» Data provided:
== == ==
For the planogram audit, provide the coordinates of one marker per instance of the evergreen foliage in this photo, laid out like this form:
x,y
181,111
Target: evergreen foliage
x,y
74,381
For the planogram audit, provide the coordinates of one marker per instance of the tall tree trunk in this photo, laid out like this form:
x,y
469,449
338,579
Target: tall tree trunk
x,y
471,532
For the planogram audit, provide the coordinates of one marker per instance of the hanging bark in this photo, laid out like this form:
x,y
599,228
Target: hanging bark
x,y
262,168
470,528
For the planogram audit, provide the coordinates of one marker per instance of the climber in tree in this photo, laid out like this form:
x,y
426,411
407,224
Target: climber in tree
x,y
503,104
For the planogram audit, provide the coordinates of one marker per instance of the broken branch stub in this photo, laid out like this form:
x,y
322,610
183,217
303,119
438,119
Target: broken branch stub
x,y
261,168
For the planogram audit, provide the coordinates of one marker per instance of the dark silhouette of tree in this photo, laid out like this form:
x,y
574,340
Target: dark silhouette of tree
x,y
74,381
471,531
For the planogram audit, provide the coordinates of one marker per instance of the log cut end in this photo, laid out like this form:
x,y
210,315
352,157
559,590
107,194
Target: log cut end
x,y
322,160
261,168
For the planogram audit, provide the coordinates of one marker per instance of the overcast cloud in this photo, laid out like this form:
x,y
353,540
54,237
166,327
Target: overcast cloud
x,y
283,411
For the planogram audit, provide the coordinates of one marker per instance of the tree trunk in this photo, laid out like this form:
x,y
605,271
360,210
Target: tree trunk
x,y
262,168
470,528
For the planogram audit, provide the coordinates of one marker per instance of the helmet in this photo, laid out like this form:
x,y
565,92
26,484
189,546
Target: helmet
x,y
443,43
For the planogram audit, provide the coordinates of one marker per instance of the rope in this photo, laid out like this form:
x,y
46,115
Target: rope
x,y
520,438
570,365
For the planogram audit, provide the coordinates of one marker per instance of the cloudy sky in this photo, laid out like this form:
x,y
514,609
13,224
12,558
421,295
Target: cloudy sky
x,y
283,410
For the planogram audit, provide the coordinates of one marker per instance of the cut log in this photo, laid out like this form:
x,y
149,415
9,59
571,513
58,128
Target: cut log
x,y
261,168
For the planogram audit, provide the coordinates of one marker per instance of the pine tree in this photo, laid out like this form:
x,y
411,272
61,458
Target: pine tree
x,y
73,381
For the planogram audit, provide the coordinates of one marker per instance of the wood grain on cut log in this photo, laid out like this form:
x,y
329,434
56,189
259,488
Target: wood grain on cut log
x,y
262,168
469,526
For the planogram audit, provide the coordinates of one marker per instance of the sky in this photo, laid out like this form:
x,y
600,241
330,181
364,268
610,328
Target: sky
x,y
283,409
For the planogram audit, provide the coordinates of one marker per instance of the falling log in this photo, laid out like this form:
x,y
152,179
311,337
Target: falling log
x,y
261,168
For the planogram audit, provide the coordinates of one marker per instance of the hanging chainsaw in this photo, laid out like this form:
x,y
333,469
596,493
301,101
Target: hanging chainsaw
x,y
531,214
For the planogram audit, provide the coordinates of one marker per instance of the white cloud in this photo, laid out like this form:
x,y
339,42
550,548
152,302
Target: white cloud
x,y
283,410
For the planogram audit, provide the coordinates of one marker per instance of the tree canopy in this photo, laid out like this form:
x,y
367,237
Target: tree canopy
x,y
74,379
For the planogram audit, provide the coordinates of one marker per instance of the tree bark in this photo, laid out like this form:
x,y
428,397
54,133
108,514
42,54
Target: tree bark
== == ==
» Exercise objective: Repeat everything in the listing above exactly.

» Exercise output:
For the planogram audit, provide the coordinates of one marker per instance of the evergreen foliage in this photo, laid out like this form:
x,y
181,111
Target: evergreen foliage
x,y
74,381
For the planogram audit, provide the coordinates of one marker per instance of the tall tree trunk in this photo, laid out like this form:
x,y
469,449
338,579
Target: tall tree trunk
x,y
471,532
For the planogram audit, provide the coordinates of one marker per instance of the hanging bark in this photo, laid out like this form:
x,y
599,228
Target: hanging bark
x,y
262,168
470,528
For the planogram audit, provide the coordinates of one marker per instance of the climber in tree in this photo, laid out like this form:
x,y
426,411
407,224
Target: climber in tree
x,y
503,104
For the planogram audit, provide the coordinates of one marker per instance of the broken branch stub in this photo, laid out like this form:
x,y
322,610
183,217
303,119
438,119
Target: broken branch stub
x,y
261,168
For the planogram audit, provide the coordinates of one marker per instance of the dark silhouette of tree in this photo, laid out like this form:
x,y
574,340
Target: dark silhouette of tree
x,y
74,381
471,531
For the planogram audit, provide the coordinates of one marker per instance of the log cut end in this photo, laid out like this form:
x,y
210,315
352,157
559,590
107,194
Target: log cut end
x,y
322,160
261,168
For the planogram audit, provide the coordinates of one marker per instance of the overcast cloud in this photo, laid out like this form:
x,y
353,540
54,237
166,327
Target: overcast cloud
x,y
283,411
For the planogram audit, provide the coordinates of one marker per instance of the tree trunk in this photo, laid out like this form:
x,y
605,271
360,210
Target: tree trunk
x,y
262,168
470,528
For the planogram audit, provide the coordinates of one marker per instance of the helmet in this photo, laid out like this form:
x,y
565,92
26,484
189,546
Target: helmet
x,y
443,43
For the planogram audit, provide the coordinates of one marker per instance of the rope in this photo, laid out like this form:
x,y
46,115
Target: rope
x,y
520,438
570,365
For the planogram audit, provide the coordinates of one marker per instance of the cloudy sky in this photo, laid out like this form:
x,y
514,609
13,224
12,558
421,295
Target: cloudy sky
x,y
283,410
For the planogram audit, provide the coordinates of one marker per instance of the cut log in this photo, laid out like this form:
x,y
149,415
9,59
571,513
58,128
Target: cut log
x,y
261,168
For the planogram audit, provide the coordinates of one marker per instance of the pine tree in this photo, laid out like this form:
x,y
411,272
61,458
Target: pine tree
x,y
73,381
For the planogram audit, provide the coordinates of one marker per instance of the wood grain on cut log in this photo, laid out like this form:
x,y
329,434
56,189
259,488
Target: wood grain on cut log
x,y
262,168
469,526
For the planogram audit, provide the coordinates of one marker per instance of the sky in this photo, laid out like this form:
x,y
600,241
330,181
364,268
610,328
Target: sky
x,y
283,409
For the planogram audit, provide the coordinates of one marker per instance of the falling log in this photo, laid out like this form:
x,y
152,179
311,337
Target: falling log
x,y
261,168
For the planogram audit, provide the coordinates of one marker per instance of the hanging chainsaw in this photo, laid out like this form:
x,y
333,469
596,493
301,101
Target: hanging chainsaw
x,y
531,214
For the planogram audit, provide the coordinates of one marker per instance of the white cloud in this photo, laid out like this form:
x,y
339,42
550,548
152,302
Target: white cloud
x,y
283,410
For the planogram audit, provide the coordinates of one marker per instance of the tree canopy in this photo, laid out like this form:
x,y
367,237
Target: tree canopy
x,y
74,379
For the planogram audit, provide the coordinates of one marker per instance of the tree bark in this photo, laid out like this form:
x,y
428,397
54,133
108,514
42,54
Target: tree bark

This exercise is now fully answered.